TASK REQUIREMENTS: Those lines of the records that contain "jersey" are to be located and copied.

Source records:
------------------------------------------------------------

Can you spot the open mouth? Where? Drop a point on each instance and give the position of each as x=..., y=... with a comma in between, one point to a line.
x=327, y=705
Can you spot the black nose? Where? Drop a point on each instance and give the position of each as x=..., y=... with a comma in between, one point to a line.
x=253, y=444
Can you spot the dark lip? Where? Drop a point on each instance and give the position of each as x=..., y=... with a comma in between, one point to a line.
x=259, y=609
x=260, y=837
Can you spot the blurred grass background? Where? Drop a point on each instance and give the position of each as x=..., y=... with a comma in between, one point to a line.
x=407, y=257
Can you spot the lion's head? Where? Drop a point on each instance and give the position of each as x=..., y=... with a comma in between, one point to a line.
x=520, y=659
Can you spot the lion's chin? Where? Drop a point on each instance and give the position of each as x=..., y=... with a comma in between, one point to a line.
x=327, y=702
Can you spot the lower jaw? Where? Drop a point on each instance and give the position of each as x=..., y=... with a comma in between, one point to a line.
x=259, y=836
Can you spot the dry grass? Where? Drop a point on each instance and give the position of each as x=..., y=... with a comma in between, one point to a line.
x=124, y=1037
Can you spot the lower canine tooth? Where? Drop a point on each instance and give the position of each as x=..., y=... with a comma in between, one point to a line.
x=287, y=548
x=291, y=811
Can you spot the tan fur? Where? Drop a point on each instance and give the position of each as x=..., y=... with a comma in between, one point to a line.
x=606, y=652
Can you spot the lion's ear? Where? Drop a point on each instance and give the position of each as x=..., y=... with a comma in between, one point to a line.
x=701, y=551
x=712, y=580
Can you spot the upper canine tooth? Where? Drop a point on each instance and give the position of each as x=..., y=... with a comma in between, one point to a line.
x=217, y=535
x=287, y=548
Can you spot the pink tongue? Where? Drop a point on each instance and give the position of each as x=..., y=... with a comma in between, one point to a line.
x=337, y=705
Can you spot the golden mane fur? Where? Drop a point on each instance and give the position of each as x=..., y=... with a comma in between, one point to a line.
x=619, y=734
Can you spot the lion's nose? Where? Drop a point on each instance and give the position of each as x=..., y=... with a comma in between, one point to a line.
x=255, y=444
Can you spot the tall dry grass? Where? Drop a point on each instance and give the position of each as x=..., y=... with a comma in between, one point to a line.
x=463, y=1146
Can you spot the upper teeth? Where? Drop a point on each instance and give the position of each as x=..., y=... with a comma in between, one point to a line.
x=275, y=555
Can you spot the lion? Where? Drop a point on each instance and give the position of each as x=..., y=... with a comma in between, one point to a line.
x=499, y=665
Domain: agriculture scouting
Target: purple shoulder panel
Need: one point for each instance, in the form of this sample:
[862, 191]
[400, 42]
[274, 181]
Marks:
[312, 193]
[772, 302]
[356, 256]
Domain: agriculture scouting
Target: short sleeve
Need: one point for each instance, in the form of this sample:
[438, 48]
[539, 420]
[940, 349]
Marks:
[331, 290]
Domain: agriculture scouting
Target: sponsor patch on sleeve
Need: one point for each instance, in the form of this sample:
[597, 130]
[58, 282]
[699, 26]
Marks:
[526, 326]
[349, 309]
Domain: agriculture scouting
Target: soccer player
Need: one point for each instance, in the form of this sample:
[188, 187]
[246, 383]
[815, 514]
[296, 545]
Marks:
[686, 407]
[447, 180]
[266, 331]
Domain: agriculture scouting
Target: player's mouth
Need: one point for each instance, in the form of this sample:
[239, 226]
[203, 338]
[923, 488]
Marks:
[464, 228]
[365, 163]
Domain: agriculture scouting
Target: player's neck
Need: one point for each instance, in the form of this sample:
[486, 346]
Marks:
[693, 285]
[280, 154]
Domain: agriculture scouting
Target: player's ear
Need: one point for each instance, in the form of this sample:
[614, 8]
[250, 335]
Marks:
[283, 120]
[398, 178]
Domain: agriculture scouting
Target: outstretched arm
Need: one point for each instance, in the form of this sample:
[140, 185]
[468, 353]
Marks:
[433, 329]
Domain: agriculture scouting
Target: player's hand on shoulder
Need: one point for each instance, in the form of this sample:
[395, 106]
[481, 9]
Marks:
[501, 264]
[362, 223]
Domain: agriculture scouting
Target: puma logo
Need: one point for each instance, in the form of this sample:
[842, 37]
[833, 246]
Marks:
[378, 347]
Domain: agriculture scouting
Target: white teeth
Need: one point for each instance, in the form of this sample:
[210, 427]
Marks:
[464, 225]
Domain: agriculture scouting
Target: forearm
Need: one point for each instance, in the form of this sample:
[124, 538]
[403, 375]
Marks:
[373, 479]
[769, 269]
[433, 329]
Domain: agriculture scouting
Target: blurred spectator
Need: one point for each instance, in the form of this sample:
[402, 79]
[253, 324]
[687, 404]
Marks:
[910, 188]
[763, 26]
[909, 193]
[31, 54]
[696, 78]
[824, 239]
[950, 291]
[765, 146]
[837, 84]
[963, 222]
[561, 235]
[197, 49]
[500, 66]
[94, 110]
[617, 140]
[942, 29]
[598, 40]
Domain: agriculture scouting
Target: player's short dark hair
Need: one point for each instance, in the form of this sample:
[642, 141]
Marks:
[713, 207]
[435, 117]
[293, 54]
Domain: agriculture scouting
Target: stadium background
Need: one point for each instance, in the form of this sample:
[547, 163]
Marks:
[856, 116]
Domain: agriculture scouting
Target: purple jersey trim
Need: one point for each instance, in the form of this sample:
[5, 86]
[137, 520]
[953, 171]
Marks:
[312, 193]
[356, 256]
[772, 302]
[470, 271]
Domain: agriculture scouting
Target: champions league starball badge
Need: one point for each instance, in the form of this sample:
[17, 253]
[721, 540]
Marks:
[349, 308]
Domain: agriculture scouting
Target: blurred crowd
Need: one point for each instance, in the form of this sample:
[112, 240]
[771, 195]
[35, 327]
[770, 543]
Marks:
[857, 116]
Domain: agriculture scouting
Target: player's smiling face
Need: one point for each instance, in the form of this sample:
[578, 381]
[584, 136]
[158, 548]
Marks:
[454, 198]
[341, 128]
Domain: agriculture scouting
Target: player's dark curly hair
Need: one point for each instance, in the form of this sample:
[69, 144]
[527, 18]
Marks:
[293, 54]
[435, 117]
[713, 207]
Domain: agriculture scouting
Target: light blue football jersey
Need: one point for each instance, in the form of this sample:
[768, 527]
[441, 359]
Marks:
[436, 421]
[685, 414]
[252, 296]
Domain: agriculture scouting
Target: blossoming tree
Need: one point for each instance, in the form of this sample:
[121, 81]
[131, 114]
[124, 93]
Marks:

------------------------------------------------------------

RESULT:
Target: purple jersey trim
Target: light blue football jersey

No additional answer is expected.